The problem - Output every line below exactly.

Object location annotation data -
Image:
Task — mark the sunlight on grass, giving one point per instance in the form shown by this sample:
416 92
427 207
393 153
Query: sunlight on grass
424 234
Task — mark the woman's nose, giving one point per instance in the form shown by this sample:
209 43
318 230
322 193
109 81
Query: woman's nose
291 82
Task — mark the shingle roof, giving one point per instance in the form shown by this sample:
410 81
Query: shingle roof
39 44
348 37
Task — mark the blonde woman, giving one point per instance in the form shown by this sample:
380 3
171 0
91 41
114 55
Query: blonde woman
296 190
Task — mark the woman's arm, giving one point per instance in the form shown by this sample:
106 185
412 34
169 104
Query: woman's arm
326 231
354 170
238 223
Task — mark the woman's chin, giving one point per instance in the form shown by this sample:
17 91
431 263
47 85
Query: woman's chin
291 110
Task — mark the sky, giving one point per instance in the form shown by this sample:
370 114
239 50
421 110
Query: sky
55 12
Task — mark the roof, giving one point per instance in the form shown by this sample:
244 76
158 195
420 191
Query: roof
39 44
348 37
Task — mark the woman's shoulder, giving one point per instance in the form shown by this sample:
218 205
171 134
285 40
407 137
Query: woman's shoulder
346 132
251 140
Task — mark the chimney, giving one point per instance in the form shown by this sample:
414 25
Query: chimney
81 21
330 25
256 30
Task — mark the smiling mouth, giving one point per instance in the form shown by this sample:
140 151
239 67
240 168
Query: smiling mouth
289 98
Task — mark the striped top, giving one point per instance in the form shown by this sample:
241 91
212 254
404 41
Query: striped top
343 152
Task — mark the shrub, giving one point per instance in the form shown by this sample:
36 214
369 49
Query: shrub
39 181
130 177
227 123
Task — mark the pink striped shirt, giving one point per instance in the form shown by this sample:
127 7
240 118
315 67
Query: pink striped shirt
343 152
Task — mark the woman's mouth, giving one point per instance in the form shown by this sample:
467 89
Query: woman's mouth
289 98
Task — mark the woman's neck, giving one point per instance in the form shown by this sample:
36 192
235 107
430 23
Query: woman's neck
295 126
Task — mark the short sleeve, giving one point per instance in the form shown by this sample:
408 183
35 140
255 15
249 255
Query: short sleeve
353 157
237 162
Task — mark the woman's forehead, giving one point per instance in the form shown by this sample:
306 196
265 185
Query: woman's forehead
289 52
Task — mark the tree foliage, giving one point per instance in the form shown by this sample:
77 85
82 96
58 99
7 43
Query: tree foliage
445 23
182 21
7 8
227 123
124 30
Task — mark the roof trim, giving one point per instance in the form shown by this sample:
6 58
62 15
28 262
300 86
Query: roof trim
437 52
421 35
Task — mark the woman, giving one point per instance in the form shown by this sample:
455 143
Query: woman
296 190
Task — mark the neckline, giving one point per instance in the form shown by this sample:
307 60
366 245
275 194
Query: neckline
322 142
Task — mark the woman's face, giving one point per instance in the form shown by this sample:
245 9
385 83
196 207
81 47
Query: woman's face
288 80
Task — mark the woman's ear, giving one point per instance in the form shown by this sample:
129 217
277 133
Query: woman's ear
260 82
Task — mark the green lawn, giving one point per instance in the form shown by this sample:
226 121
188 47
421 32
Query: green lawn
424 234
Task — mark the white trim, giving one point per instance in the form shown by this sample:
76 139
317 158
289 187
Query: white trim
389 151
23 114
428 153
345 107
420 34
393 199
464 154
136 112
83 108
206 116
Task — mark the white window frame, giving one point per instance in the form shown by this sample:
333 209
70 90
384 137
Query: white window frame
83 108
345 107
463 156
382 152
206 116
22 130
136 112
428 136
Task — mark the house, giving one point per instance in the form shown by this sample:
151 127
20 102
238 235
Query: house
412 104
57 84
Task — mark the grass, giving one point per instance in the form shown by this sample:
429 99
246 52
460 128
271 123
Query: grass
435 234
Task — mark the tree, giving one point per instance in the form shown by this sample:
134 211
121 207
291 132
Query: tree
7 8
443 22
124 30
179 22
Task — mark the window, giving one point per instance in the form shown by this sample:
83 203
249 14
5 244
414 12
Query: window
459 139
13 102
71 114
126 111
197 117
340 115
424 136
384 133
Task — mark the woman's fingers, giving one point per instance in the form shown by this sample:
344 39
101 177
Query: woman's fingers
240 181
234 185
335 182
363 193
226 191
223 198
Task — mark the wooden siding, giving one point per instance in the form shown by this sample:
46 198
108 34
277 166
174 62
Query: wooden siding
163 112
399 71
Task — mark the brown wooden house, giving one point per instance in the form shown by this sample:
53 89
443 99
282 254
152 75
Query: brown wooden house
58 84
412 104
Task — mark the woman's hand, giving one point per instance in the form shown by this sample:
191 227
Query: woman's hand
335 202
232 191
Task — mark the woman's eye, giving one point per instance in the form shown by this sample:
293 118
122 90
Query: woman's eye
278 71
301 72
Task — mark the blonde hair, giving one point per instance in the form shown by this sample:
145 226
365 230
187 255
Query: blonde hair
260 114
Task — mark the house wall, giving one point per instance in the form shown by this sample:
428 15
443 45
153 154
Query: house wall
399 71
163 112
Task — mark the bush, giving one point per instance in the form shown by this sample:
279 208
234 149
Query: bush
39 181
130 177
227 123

Exercise output -
Image:
Task — mark the sunlight on grass, giving one point per instance in the form shown by this sample:
416 92
427 207
393 153
Query: sunlight on grass
424 234
Task — mark the woman's nose, giving one point per instance in the form shown by this sample:
209 43
318 230
322 193
109 81
Query: woman's nose
291 82
Task — mark the shingle roof, giving one point per instance in the form shown by this sample:
410 81
Query: shingle roof
39 44
348 37
Task — mark the blonde woman, giving one point per instance in the form shown by this sample:
380 3
171 0
91 41
114 55
Query: blonde woman
296 190
Task — mark the woman's arm, giving one point per instance in the form shown by this sample:
106 185
412 34
169 104
Query: woman's arm
326 231
354 170
238 223
Task — mark the woman's chin, giving one point per instance in the form shown by this sample:
17 91
431 263
47 85
Query: woman's chin
291 110
Task — mark the sky, giving one point per instance in the form shown by this sample:
370 114
239 50
421 110
Query: sky
55 12
Task — mark the roof, giving one point per instance in the form shown by this sample:
244 76
158 195
420 191
Query: roof
39 44
348 37
Task — mark the woman's shoulder, giving one point per instance in the form shown by this sample:
218 205
171 134
285 40
407 137
Query: woman's shoulder
346 132
251 140
Task — mark the chimney, giving one point per instance in the form shown by this sample:
414 25
Query: chimney
81 21
330 25
256 30
Task — mark the smiling mouth, giving one point per instance in the form shown by this sample:
140 151
239 67
240 168
Query: smiling mouth
289 98
Task — mark the striped top, giving one point per instance in the form shown by this sample:
241 91
212 254
404 41
Query: striped top
343 152
Task — mark the shrub, giving one point per instance in the form shown by this sample:
36 214
369 49
Query: shrub
39 181
130 177
227 123
Task — mark the pink striped shirt, giving one point per instance in the form shown by this sample:
127 7
240 118
315 67
Query: pink striped shirt
343 152
Task — mark the woman's mouth, giving one point per instance in the form shown by this sample:
467 89
Query: woman's mouth
289 98
Task — mark the woman's neck, giving one point per instance in the form shown by this sample:
36 192
235 107
430 23
Query: woman's neck
295 126
Task — mark the short sleeve, giving one point per instance in the form shown by this sample:
408 183
35 140
255 15
249 255
Query: short sleeve
353 157
237 162
Task — mark the woman's forehead, giving one point per instance in the form shown by this sample:
306 196
265 185
Query: woman's forehead
289 52
Task — mark the tree foliage, giving one point per instance in the form shown by this sample:
77 85
82 96
58 99
7 43
Query: tree foliage
445 23
182 21
7 8
227 123
124 30
Task — mark the roof trim, giving one point per instance in the form shown by this sample:
6 58
62 15
28 262
300 86
Query: roof trim
437 52
421 35
Task — mark the woman, giving one point per instance in the form shown by this sample:
455 143
Query: woman
296 190
Task — mark the neckline, giving one point per instance in the form shown by this sample:
307 60
366 245
275 194
Query: neckline
322 142
Task — mark the woman's face, giving one point per instance in the form shown by this sample:
245 9
385 83
196 207
81 47
Query: woman's face
288 80
Task — mark the woman's ear, giving one point per instance in the form shown by this sample:
129 217
277 133
Query: woman's ear
260 82
Task — mark the green lawn, giving one point per instance in the form shown by this sample:
226 121
188 47
421 32
Query: green lawn
424 234
Task — mark the white trim, giving one point per instance in the form shown by this sample:
76 139
317 158
289 187
Query: white trim
389 151
23 114
428 153
345 107
420 34
393 199
464 154
136 112
83 108
206 116
Task — mark the white window frame, giving one point per instance in the form shown by this sample:
333 209
70 90
384 137
Query: white window frame
83 108
345 107
463 156
382 152
206 116
22 130
136 112
428 136
Task — mark the house, giving one point per instance in the form shown by this sample:
151 127
20 102
238 235
Query: house
412 104
57 84
Task — mark the grass, giving one point per instance in the form shown by this sample:
429 99
246 52
460 128
271 123
Query: grass
435 234
Task — mark the tree, giving one point per instance in the form shown by this sample:
134 211
121 207
291 132
Query: tree
7 8
443 22
124 30
179 22
Task — mark the window, giving one point per instance in the form shown by this sample:
83 203
249 14
5 244
414 12
Query: window
459 139
13 102
71 114
126 111
197 117
340 115
424 136
384 133
Task — mark the woman's fingers, giving one point per instance in the form shown by this sample:
344 39
101 177
Query: woman's fingers
240 181
234 185
335 182
363 193
226 191
223 198
Task — mark the wooden siding, giving one point per instance in the form shown by this sample:
46 198
108 34
277 166
174 62
Query: wooden siding
163 112
399 71
Task — mark the brown wooden house, giving one point per instance in the form shown by this sample:
53 89
443 99
282 254
152 75
Query: brown wooden house
58 84
412 104
Task — mark the woman's hand, giving one point per instance in the form shown by this sample:
191 227
Query: woman's hand
335 202
232 191
Task — mark the woman's eye, giving one point per instance in the form shown by this sample:
293 118
122 90
Query: woman's eye
278 71
301 72
Task — mark the blonde hair, giving one point per instance in the form shown by this sample:
145 226
365 230
187 255
Query: blonde hair
260 114
Task — mark the house wall, giving one point per instance in the form shown by this sample:
428 15
443 45
153 154
Query: house wall
399 71
163 112
Task — mark the bush, giving one point per instance in the form shown by this sample:
279 208
234 149
Query: bush
39 181
130 177
227 123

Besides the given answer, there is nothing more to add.